[Data listing]
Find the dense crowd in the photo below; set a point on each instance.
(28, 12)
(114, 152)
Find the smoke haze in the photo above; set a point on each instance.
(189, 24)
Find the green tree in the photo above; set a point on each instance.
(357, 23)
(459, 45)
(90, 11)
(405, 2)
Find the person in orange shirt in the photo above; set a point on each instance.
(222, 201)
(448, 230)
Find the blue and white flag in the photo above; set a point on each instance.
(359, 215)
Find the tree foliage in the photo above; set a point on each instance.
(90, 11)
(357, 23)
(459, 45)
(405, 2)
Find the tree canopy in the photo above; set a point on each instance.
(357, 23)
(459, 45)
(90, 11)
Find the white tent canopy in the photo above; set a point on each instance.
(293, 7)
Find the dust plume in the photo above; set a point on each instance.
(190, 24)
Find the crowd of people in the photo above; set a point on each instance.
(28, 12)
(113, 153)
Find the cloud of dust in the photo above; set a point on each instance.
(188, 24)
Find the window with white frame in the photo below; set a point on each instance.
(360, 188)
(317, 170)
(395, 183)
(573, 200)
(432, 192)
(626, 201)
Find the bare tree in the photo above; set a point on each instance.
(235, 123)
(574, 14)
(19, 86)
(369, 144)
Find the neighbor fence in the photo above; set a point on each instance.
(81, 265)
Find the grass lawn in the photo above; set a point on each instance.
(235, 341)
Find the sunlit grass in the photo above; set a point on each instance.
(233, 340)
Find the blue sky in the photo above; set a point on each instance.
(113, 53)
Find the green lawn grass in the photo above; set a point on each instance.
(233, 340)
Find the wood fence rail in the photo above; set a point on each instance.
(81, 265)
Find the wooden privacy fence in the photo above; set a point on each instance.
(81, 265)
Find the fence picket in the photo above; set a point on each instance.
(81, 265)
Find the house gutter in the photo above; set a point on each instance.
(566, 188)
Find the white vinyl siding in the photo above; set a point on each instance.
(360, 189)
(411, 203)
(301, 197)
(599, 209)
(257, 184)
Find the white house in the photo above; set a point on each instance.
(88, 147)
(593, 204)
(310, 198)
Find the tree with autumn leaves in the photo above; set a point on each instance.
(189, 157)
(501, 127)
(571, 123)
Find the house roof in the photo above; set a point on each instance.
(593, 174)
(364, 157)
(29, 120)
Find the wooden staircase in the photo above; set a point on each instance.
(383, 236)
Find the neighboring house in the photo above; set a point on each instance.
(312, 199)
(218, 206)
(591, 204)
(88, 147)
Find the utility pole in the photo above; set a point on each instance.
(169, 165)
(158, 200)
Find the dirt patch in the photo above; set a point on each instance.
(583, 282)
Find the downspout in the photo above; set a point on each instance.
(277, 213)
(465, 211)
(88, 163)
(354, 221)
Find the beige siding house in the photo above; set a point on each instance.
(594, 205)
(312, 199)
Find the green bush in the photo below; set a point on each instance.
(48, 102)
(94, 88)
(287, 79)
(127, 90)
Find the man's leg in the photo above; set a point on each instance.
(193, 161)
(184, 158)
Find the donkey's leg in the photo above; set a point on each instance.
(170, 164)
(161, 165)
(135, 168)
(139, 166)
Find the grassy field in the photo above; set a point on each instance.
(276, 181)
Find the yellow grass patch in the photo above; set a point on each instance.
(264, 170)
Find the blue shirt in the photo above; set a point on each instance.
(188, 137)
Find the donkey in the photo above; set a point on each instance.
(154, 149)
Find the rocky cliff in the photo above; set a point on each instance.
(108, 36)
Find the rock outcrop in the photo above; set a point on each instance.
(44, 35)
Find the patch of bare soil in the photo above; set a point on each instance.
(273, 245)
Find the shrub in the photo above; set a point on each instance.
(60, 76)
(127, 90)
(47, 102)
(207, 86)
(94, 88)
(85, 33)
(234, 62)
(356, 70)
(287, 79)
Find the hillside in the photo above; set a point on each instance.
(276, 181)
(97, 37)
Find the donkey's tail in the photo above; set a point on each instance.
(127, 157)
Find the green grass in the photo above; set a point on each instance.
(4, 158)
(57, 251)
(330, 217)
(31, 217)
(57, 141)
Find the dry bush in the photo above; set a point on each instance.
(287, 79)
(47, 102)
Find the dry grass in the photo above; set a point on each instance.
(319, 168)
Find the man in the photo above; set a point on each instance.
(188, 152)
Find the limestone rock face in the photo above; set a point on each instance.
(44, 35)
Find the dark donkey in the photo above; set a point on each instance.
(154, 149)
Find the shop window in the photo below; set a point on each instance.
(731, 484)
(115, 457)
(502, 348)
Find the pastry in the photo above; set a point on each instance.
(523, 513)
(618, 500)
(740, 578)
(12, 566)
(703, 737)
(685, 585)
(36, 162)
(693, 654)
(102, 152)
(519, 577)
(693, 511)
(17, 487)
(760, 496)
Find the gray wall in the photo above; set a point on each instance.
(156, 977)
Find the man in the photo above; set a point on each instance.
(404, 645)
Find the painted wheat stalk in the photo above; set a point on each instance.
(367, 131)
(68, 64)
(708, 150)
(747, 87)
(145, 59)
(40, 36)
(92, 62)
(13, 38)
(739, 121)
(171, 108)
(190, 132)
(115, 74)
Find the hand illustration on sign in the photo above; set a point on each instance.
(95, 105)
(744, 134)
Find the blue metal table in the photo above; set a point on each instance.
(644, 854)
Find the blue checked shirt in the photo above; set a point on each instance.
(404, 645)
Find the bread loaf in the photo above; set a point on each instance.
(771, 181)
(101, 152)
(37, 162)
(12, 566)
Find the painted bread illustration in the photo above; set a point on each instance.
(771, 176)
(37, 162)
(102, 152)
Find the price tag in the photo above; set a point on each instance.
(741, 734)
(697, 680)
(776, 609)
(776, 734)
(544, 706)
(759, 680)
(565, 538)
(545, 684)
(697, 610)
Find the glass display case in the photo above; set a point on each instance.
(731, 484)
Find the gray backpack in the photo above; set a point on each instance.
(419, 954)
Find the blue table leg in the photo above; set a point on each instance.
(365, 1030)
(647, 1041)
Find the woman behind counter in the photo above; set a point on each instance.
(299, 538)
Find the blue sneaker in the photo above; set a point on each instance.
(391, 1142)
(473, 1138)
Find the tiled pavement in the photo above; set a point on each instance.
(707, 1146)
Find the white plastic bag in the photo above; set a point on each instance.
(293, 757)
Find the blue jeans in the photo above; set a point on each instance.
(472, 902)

WHAT THE TASK REQUIRES >> Rewrite the material above, replacing "set a point on each instance" with "mark every instance with a point" everywhere it appears. Leave everything else unchanged.

SOLUTION >>
Find the dense crowd in the photo below; mark every instance with a point.
(28, 12)
(114, 152)
Find the smoke haze in the photo above; mark every instance with a point.
(189, 24)
Find the green tree in the photo above; mark every instance with a point.
(357, 23)
(459, 45)
(90, 11)
(405, 2)
Find the person in orange shirt in the photo above; mark every instance with a point.
(222, 201)
(448, 230)
Find the blue and white flag in the photo above; mark every instance with a point.
(359, 215)
Find the tree foliage in the photo above; mark every instance with a point.
(90, 11)
(357, 23)
(459, 45)
(405, 2)
Find the tree canopy in the photo above; mark every instance with a point.
(357, 23)
(459, 45)
(90, 11)
Find the white tent canopy in the photo above; mark every instance with a point.
(293, 7)
Find the dust plume in the photo above; mark every instance with a point.
(190, 24)
Find the crowd of people in the photo above; mark every instance with a point.
(28, 12)
(113, 153)
Find the cloud of dust in the photo above; mark every instance with a point.
(188, 24)
Find the window with white frame in the photo below; mark every instance with a point.
(360, 188)
(317, 170)
(395, 183)
(573, 200)
(432, 192)
(626, 201)
Find the bare tree in the photo above; mark every instance with a point.
(235, 123)
(574, 14)
(19, 86)
(369, 144)
Find the neighbor fence in the photo above; mark every instance with a point.
(81, 265)
Find the grass lawn in the photo above; mark every instance with a point.
(235, 341)
Find the sunlit grass in the photo above; mark every instance with a point.
(233, 340)
Find the blue sky in the photo above; mark every instance with a point.
(113, 53)
Find the green lawn grass in the photo above; mark every instance with a point.
(233, 340)
Find the wood fence rail in the photo above; mark every instance with a point.
(81, 265)
Find the wooden privacy fence in the photo above; mark every instance with a point.
(81, 265)
Find the fence picket in the photo above; mark every instance with a point.
(81, 265)
Find the house gutter in the photo above; mark every instance with a point.
(566, 188)
Find the white vinyl siding in the photo above; mark every instance with a point.
(360, 189)
(411, 203)
(301, 197)
(599, 209)
(257, 184)
Find the white house in the photo above; mark every instance with a point.
(88, 147)
(593, 204)
(310, 198)
Find the tree with autumn leaves in the photo above; mark every instance with a point.
(189, 157)
(501, 127)
(571, 123)
Find the house roof in the photo above; mark every instance with a point.
(593, 174)
(364, 157)
(29, 120)
Find the wooden staircase in the photo above; mark every instance with a point.
(383, 236)
Find the neighboring house in the photo above; mark every instance with a point.
(312, 199)
(218, 206)
(591, 204)
(88, 147)
Find the utility pole in the photo above; mark every instance with a point.
(169, 165)
(158, 200)
Find the dirt patch in the photo above; mark every instance with a point.
(583, 282)
Find the downspout in the photo above; mark every instance with a point.
(277, 213)
(465, 211)
(88, 163)
(354, 221)
Find the beige siding house in the photo above; mark every instance with a point.
(594, 205)
(312, 199)
Find the green bush in the photo below; mark every instance with a point.
(48, 102)
(94, 88)
(287, 79)
(127, 90)
Find the man's leg in the photo above; mark every instance with a point.
(193, 161)
(184, 158)
Find the donkey's leg in the photo above; mark every instance with a point.
(170, 164)
(161, 165)
(135, 168)
(139, 166)
Find the grassy field in the photo above; mark every instance with a point.
(276, 181)
Find the yellow grass patch in the photo above; mark every instance with a point.
(264, 170)
Find the blue shirt in the photo above; mark every instance with a point.
(188, 137)
Find the donkey in the photo above; mark every instance with a point.
(154, 149)
Find the rocky cliff in the photo above; mark every instance with a point.
(108, 36)
Find the rock outcrop in the photo above; mark every instance with a point.
(44, 35)
Find the patch of bare soil in the photo above; mark every instance with a point.
(273, 245)
Find the shrub in the photo above; mark every instance with a point.
(60, 76)
(127, 90)
(47, 102)
(207, 86)
(94, 88)
(85, 33)
(234, 62)
(356, 70)
(287, 79)
Find the hillside in the photo above; mark every instance with a point.
(276, 181)
(97, 37)
Find the donkey's tail in the photo above; mark every instance with a point.
(127, 157)
Find the green grass in the photo above; mark every instance with a point.
(4, 158)
(57, 251)
(330, 217)
(31, 217)
(57, 141)
Find the dry bush in the photo above; mark every instance with a point.
(287, 79)
(47, 102)
Find the dry grass in the photo above; mark every instance with a point.
(319, 168)
Find the man in the photo above; mark every instance with a point.
(188, 152)
Find the limestone rock face in the photo above; mark every instance with a point.
(44, 35)
Find the dark donkey in the photo above; mark every instance with a point.
(154, 149)
Find the shop window in the photo below; mark every instance with a point.
(731, 484)
(115, 457)
(502, 348)
Find the pastry in the photo above; mark every instance with a point.
(523, 513)
(618, 500)
(740, 578)
(12, 566)
(703, 737)
(685, 585)
(36, 162)
(693, 654)
(102, 152)
(519, 577)
(693, 511)
(17, 487)
(760, 496)
Find the gray wall in the photo above; mark every instance with a point.
(156, 977)
Find the man in the photo above; mark every instance with a point.
(404, 645)
Find the painted wheat stalk in the photo above; mark every instance with a point.
(367, 131)
(68, 64)
(708, 150)
(747, 87)
(145, 59)
(40, 36)
(92, 62)
(13, 38)
(739, 121)
(171, 108)
(190, 132)
(115, 74)
Find the hand illustration on sign in the photo above; mark every instance with a point.
(95, 105)
(744, 134)
Find the blue metal table in the photo above; mark every instance with a point.
(644, 854)
Find the blue checked shirt in the photo above; mark every instance with a point.
(404, 645)
Find the bread loaf in the photo above; mark every instance with a point.
(771, 181)
(101, 152)
(37, 162)
(12, 566)
Find the painted bread illustration in the photo above; mark every instance with a point.
(771, 176)
(37, 162)
(102, 152)
Find the price tag in the photo above; mark every instance with a point.
(741, 734)
(697, 680)
(776, 609)
(776, 734)
(544, 706)
(759, 680)
(565, 538)
(545, 684)
(697, 610)
Find the glass display case in the photo above; mark every instance with a point.
(731, 484)
Find the gray backpack in the photo above; mark every instance with a point.
(419, 954)
Find the blue table leg in the photo above; mark every instance with a point.
(365, 1030)
(647, 1041)
Find the woman behind counter in the photo above; mark every instance with a point.
(299, 538)
Find the blue sneaker in the photo above; mark every instance with a point.
(391, 1142)
(473, 1138)
Find the tiled pavement in the photo above; mark every instance with a point.
(707, 1146)
Find the white plastic bag in the photo above; mark every instance with a point.
(293, 757)
Find the blue jeans in the photo above; mark every instance with a point.
(472, 902)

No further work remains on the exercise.